▶ What you will do
Only the lines from the one containing "tree and report the position of each." to the end of the material belong in your answer. Please copy them word for word.

▶ Material for the task
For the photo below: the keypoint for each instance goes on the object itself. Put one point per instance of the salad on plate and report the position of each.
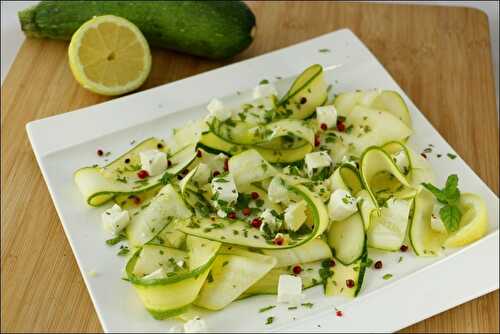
(275, 196)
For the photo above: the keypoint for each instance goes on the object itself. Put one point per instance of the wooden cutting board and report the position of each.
(440, 56)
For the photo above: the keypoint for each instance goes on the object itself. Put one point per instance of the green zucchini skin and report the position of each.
(211, 29)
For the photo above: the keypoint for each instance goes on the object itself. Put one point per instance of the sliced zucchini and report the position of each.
(163, 209)
(387, 100)
(243, 133)
(337, 283)
(193, 195)
(230, 276)
(170, 236)
(268, 285)
(153, 257)
(170, 296)
(424, 240)
(474, 222)
(366, 207)
(366, 127)
(375, 162)
(100, 184)
(306, 93)
(216, 144)
(387, 231)
(347, 239)
(240, 233)
(248, 167)
(311, 251)
(346, 177)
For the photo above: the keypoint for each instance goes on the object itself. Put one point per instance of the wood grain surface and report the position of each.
(440, 56)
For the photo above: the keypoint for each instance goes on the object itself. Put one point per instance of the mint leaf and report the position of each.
(451, 191)
(165, 179)
(450, 215)
(450, 194)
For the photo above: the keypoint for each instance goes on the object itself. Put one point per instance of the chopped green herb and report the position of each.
(123, 251)
(387, 276)
(115, 240)
(449, 196)
(267, 308)
(122, 179)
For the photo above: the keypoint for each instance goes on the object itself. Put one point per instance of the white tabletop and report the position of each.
(12, 36)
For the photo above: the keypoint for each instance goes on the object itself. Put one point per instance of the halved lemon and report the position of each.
(474, 222)
(109, 55)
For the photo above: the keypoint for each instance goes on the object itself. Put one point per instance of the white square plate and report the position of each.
(419, 288)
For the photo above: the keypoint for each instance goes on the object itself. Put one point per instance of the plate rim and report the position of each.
(34, 128)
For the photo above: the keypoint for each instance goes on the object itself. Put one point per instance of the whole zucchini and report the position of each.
(211, 29)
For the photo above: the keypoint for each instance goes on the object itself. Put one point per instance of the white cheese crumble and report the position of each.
(202, 174)
(264, 90)
(217, 109)
(436, 222)
(196, 325)
(327, 115)
(225, 188)
(277, 191)
(295, 215)
(316, 160)
(270, 220)
(401, 160)
(341, 205)
(157, 274)
(115, 219)
(153, 161)
(289, 289)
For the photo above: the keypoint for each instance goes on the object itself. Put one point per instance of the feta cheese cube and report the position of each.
(341, 205)
(295, 215)
(270, 220)
(214, 162)
(202, 174)
(115, 219)
(221, 213)
(369, 96)
(225, 188)
(277, 191)
(195, 325)
(264, 90)
(327, 115)
(217, 109)
(289, 289)
(347, 160)
(157, 274)
(436, 222)
(401, 160)
(176, 329)
(153, 161)
(317, 160)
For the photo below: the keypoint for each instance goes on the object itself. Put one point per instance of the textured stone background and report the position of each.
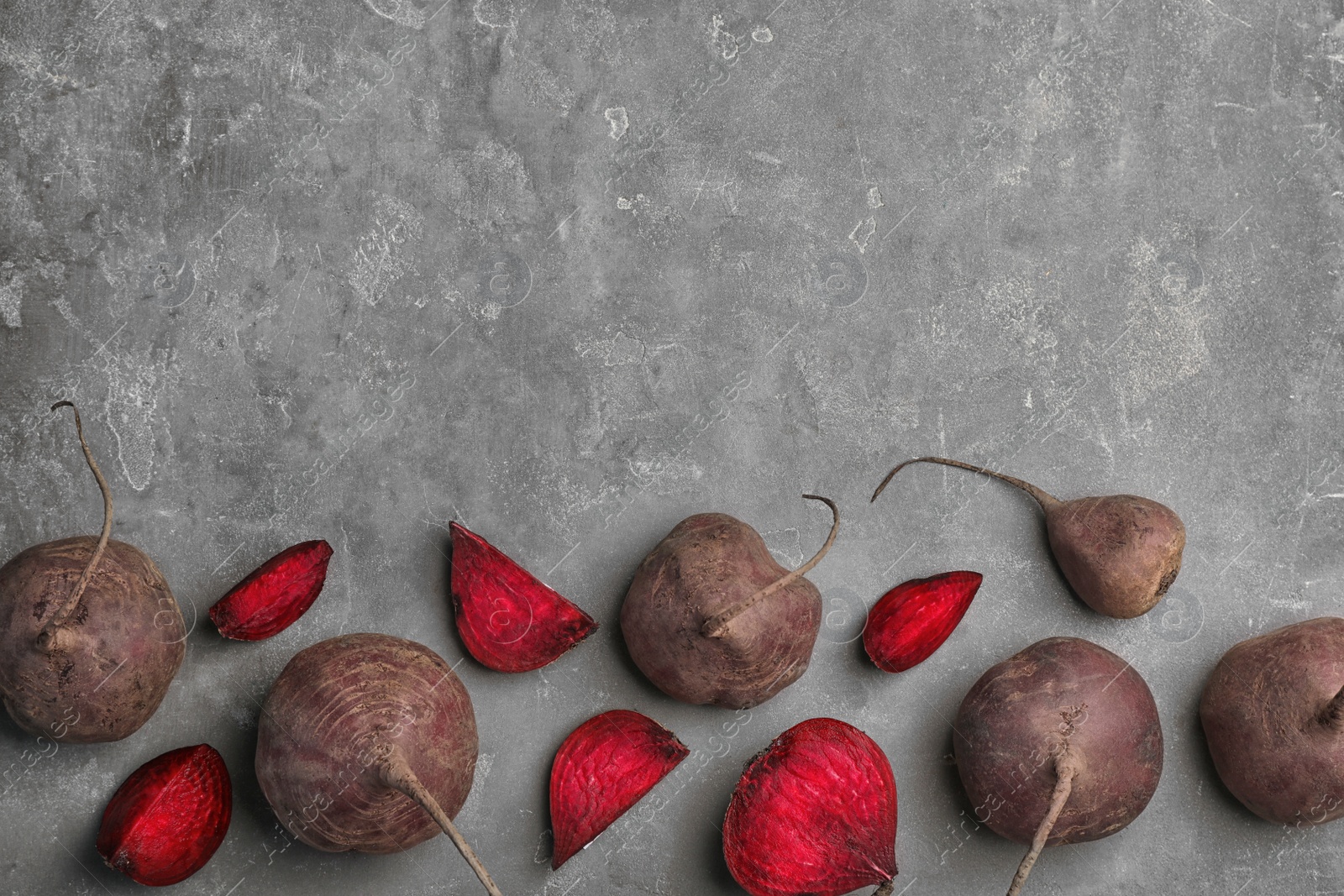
(571, 270)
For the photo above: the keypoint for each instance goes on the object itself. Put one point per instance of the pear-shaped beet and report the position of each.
(510, 620)
(1120, 553)
(604, 768)
(369, 741)
(711, 617)
(813, 815)
(1058, 745)
(1273, 714)
(91, 636)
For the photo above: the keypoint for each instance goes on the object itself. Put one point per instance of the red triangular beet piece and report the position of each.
(168, 817)
(275, 594)
(508, 620)
(916, 617)
(815, 815)
(602, 768)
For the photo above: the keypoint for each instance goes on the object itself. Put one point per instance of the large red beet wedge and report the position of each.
(275, 594)
(170, 817)
(602, 768)
(815, 815)
(508, 620)
(916, 617)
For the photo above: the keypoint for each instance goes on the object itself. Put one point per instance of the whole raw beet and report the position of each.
(116, 654)
(1273, 714)
(333, 719)
(710, 563)
(1058, 745)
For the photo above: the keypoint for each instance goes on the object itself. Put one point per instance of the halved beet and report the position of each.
(913, 620)
(508, 620)
(815, 815)
(602, 768)
(168, 817)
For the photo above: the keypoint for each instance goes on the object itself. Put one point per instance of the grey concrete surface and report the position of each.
(570, 270)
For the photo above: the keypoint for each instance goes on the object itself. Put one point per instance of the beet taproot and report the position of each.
(367, 741)
(604, 768)
(913, 620)
(711, 618)
(1119, 553)
(168, 817)
(813, 815)
(91, 636)
(1058, 745)
(1273, 715)
(508, 618)
(272, 597)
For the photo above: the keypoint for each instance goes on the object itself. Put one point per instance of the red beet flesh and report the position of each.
(1273, 714)
(602, 768)
(275, 594)
(913, 620)
(815, 815)
(508, 620)
(168, 819)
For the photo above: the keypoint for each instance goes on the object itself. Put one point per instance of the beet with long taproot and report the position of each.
(91, 636)
(1059, 743)
(367, 741)
(1120, 553)
(711, 618)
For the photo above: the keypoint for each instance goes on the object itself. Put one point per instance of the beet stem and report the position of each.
(716, 625)
(396, 773)
(50, 638)
(1334, 714)
(1043, 499)
(1066, 768)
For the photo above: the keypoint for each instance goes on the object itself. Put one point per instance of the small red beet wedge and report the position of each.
(275, 594)
(602, 768)
(508, 620)
(916, 617)
(815, 815)
(170, 817)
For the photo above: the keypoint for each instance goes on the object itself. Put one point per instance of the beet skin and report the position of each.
(710, 563)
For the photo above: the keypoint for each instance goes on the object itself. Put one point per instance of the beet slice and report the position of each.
(168, 817)
(508, 620)
(913, 620)
(604, 768)
(275, 594)
(815, 815)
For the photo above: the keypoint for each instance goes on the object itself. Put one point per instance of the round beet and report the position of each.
(1120, 553)
(711, 617)
(91, 636)
(369, 741)
(1058, 745)
(1273, 712)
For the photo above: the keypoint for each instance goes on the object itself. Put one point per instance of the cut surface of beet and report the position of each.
(273, 595)
(170, 817)
(602, 768)
(813, 815)
(913, 620)
(510, 620)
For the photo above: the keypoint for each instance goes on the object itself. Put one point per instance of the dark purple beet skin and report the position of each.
(1016, 719)
(1273, 715)
(706, 564)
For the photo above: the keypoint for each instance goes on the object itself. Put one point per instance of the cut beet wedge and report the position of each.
(815, 815)
(275, 594)
(508, 620)
(602, 768)
(913, 620)
(168, 817)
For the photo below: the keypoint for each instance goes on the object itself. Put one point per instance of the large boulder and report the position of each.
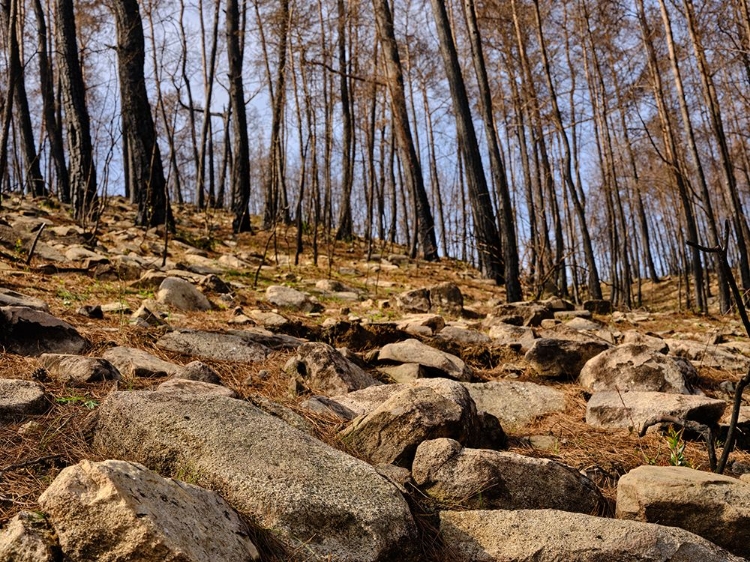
(20, 398)
(76, 370)
(132, 362)
(213, 345)
(181, 294)
(286, 297)
(516, 404)
(549, 535)
(28, 538)
(713, 506)
(634, 409)
(483, 479)
(636, 367)
(556, 358)
(27, 331)
(436, 362)
(117, 510)
(428, 409)
(325, 370)
(317, 501)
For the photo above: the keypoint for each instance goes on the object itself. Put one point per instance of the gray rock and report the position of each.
(414, 300)
(435, 361)
(713, 506)
(20, 398)
(28, 538)
(27, 331)
(634, 409)
(118, 510)
(9, 297)
(133, 362)
(198, 371)
(317, 501)
(425, 410)
(521, 313)
(195, 387)
(562, 358)
(287, 297)
(516, 404)
(482, 479)
(635, 367)
(598, 306)
(549, 535)
(181, 294)
(463, 336)
(447, 297)
(326, 371)
(213, 345)
(404, 373)
(75, 369)
(506, 334)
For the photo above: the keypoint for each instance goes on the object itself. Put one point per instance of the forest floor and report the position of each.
(31, 455)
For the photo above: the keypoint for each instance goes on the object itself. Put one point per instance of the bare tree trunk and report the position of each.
(241, 161)
(488, 240)
(47, 90)
(409, 159)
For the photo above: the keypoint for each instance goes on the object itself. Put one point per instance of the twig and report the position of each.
(704, 430)
(33, 244)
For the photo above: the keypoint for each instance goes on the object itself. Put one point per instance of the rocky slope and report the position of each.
(218, 402)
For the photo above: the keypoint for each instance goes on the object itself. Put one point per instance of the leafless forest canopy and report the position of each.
(574, 145)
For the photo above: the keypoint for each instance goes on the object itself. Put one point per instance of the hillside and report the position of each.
(351, 303)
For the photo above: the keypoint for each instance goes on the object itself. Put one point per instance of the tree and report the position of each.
(409, 159)
(488, 240)
(241, 161)
(144, 165)
(82, 169)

▶ Exercise solution
For the photo above: the keypoint for each instance goes on the object itself. Put one point per instance of the tree and report the position of each.
(409, 159)
(488, 240)
(241, 161)
(144, 165)
(82, 169)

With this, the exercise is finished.